* THE PROBLEM:
Say how many of the lines below include the word "hand". Only the number should be given.
EXERCISE DATA below:
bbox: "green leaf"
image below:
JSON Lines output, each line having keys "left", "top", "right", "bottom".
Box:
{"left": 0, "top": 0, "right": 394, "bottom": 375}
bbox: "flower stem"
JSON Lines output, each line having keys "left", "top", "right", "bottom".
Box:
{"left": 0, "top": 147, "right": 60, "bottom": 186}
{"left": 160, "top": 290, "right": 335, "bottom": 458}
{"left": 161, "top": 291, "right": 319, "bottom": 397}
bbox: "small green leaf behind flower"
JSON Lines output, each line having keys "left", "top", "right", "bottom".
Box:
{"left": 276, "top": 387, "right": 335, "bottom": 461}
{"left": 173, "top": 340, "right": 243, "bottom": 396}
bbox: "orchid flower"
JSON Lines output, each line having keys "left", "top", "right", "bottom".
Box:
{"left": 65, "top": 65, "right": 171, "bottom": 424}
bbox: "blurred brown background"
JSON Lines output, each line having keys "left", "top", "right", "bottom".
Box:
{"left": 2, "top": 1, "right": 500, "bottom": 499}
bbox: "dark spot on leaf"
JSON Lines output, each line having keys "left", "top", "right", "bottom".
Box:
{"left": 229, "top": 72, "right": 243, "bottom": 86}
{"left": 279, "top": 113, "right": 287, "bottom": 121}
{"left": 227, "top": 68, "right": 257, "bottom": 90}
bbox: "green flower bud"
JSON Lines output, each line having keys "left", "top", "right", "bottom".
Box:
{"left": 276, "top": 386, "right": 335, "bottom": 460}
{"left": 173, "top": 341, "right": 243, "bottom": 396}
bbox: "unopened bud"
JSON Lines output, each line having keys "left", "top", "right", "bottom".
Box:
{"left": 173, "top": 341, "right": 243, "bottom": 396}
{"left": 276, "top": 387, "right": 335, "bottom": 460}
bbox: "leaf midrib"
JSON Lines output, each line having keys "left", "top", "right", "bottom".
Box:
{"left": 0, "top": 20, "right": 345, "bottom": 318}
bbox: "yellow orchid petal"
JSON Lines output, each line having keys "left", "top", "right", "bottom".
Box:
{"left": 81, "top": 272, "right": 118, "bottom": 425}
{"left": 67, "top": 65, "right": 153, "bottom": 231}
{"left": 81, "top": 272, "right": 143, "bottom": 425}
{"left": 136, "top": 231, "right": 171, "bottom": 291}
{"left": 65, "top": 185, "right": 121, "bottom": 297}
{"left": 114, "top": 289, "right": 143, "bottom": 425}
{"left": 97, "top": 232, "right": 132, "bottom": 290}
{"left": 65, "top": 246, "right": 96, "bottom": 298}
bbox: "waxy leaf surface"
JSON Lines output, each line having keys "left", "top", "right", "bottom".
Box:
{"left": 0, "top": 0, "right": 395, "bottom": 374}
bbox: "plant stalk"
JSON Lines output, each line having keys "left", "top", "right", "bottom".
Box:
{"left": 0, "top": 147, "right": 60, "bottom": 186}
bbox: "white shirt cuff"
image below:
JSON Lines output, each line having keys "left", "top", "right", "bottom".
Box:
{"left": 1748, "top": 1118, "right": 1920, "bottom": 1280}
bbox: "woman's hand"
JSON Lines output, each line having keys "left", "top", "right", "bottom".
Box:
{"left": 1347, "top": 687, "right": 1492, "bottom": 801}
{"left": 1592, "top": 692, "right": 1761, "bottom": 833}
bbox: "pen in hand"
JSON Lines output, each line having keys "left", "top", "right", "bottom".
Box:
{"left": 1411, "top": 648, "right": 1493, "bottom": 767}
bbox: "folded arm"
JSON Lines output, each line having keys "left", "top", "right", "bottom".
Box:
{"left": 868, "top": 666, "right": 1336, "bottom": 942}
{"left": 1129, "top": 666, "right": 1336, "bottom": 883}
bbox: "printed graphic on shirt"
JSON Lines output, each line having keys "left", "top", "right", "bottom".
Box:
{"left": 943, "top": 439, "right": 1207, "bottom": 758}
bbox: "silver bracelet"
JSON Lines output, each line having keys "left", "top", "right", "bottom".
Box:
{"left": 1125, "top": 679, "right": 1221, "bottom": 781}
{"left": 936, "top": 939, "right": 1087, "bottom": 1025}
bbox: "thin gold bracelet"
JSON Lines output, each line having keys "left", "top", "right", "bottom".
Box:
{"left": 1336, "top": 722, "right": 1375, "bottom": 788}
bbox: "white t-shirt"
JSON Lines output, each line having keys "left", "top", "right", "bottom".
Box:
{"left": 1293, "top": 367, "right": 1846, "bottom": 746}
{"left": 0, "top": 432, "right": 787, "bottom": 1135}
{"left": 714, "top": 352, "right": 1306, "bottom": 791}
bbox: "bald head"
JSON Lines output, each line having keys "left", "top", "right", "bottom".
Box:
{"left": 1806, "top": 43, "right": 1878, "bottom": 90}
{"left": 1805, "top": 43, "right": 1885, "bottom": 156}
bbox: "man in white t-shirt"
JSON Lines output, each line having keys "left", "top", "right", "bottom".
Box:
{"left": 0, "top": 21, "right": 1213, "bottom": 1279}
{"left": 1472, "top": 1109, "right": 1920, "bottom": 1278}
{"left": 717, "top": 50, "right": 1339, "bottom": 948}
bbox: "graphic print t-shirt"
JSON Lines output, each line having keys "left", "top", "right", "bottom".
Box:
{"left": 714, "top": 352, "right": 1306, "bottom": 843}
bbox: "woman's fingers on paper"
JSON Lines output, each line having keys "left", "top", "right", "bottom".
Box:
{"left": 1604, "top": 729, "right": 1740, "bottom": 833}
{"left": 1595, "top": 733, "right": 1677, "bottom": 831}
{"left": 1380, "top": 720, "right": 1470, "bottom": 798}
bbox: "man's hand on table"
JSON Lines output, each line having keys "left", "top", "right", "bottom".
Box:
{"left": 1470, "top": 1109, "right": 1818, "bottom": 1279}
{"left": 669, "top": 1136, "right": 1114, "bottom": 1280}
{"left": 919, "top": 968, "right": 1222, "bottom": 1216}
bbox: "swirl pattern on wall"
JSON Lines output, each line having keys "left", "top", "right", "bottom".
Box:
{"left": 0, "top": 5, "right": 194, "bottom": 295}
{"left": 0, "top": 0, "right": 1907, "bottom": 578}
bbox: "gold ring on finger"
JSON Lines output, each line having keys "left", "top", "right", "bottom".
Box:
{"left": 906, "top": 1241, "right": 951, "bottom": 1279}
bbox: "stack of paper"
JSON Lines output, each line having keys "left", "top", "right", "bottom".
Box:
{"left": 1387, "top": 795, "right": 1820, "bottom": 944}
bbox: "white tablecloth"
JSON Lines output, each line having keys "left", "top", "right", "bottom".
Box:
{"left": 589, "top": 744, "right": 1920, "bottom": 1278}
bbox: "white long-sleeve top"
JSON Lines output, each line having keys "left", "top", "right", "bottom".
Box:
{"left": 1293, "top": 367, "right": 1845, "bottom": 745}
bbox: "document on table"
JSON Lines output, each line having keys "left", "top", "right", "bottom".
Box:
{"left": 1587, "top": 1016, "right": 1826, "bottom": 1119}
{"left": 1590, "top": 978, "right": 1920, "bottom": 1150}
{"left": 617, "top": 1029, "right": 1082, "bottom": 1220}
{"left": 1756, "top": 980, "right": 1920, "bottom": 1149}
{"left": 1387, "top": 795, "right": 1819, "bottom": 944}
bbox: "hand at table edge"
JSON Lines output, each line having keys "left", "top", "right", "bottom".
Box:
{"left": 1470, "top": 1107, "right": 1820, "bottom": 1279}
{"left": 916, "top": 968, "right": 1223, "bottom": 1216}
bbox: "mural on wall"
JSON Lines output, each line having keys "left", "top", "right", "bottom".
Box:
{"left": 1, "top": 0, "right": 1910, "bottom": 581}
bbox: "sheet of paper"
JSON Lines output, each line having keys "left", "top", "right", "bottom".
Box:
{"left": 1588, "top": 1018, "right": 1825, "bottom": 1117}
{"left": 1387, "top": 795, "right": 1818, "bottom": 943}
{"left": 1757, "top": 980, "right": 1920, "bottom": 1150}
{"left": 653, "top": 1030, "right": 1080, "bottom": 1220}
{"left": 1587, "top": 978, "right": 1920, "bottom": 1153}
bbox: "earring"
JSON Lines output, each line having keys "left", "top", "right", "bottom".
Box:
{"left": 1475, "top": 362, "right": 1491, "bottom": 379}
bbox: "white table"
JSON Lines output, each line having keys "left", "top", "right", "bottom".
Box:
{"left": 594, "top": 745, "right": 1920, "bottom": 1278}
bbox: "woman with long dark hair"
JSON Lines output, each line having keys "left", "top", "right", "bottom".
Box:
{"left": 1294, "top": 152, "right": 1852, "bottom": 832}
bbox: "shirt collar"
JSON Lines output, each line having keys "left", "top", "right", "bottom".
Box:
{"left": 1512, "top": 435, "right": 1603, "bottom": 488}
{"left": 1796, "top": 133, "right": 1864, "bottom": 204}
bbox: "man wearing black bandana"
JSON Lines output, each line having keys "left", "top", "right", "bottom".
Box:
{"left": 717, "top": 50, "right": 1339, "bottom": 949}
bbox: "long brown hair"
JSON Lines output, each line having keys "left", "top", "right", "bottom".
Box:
End of EXERCISE DATA.
* REPLY TO THE TASK:
4